Given request
Please rewrite the entries below, changing "marker" to "pin" wherever it occurs and keeping everything else the same. Leave the pictures out of your answer.

Entries from a pointing dataset:
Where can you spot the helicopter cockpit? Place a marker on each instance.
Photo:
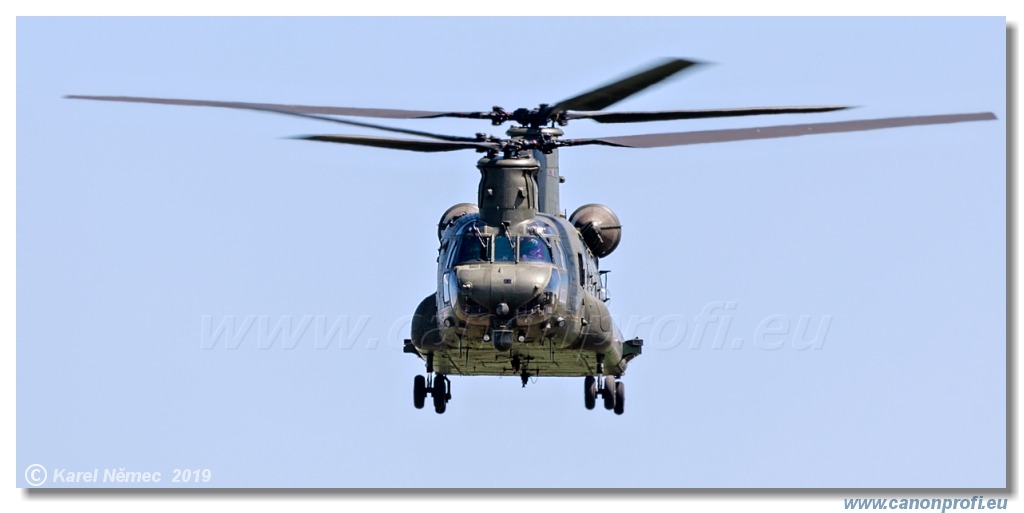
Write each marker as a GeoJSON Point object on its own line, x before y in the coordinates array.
{"type": "Point", "coordinates": [473, 245]}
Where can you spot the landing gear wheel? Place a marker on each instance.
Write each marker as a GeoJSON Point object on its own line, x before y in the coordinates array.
{"type": "Point", "coordinates": [609, 392]}
{"type": "Point", "coordinates": [439, 393]}
{"type": "Point", "coordinates": [419, 391]}
{"type": "Point", "coordinates": [620, 397]}
{"type": "Point", "coordinates": [589, 392]}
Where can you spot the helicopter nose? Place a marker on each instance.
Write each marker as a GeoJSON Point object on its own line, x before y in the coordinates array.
{"type": "Point", "coordinates": [503, 289]}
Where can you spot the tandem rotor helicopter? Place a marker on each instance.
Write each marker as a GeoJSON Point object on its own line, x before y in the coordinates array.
{"type": "Point", "coordinates": [520, 291]}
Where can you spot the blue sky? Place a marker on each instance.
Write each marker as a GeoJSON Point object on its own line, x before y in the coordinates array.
{"type": "Point", "coordinates": [818, 311]}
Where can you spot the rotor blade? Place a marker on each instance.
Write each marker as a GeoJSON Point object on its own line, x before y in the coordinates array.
{"type": "Point", "coordinates": [681, 138]}
{"type": "Point", "coordinates": [606, 95]}
{"type": "Point", "coordinates": [371, 125]}
{"type": "Point", "coordinates": [410, 144]}
{"type": "Point", "coordinates": [339, 111]}
{"type": "Point", "coordinates": [634, 117]}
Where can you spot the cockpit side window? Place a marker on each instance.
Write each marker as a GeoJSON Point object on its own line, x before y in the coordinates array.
{"type": "Point", "coordinates": [534, 249]}
{"type": "Point", "coordinates": [471, 249]}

Answer below
Where can you spot the helicopter cockpit? Place a pin on each instance.
Photo:
Write each pin as a GeoJSON Point object on its own line, x before y in the coordinates array.
{"type": "Point", "coordinates": [473, 245]}
Where can you spot the landing gear wheel? Place a pin on each instance.
Write each pin as a GeoJSON Point object on its own line, x before y in the coordinates array.
{"type": "Point", "coordinates": [609, 392]}
{"type": "Point", "coordinates": [439, 393]}
{"type": "Point", "coordinates": [419, 391]}
{"type": "Point", "coordinates": [620, 397]}
{"type": "Point", "coordinates": [589, 392]}
Where can you spot the helicopter nose? Place a pin on each instance.
Write each pin as a GeoJSON Point object on its own line, x before y in the coordinates array.
{"type": "Point", "coordinates": [503, 289]}
Where can you spot the tandem rotor helicopter? Place a pin on each instance.
Write each pin as a GeoJSON Point object on its own line, x before y in the coordinates array.
{"type": "Point", "coordinates": [520, 291]}
Where can you spot the blue sky? Place a pin on each instance.
Write each pin as a GeoJSON Point object on its own line, x before y in the coordinates array.
{"type": "Point", "coordinates": [818, 311]}
Where can you spot the rotor blade? Place a pin on each instance.
Write each pin as a GeoJSON Point object on its own line, x before y in the coordinates array.
{"type": "Point", "coordinates": [681, 138]}
{"type": "Point", "coordinates": [606, 95]}
{"type": "Point", "coordinates": [371, 125]}
{"type": "Point", "coordinates": [410, 144]}
{"type": "Point", "coordinates": [339, 111]}
{"type": "Point", "coordinates": [634, 117]}
Where can you spot the cockpit side window? Place a pin on each instance.
Write each pin as a GeoJSON Point object on its own line, x before y in the coordinates array.
{"type": "Point", "coordinates": [534, 249]}
{"type": "Point", "coordinates": [471, 249]}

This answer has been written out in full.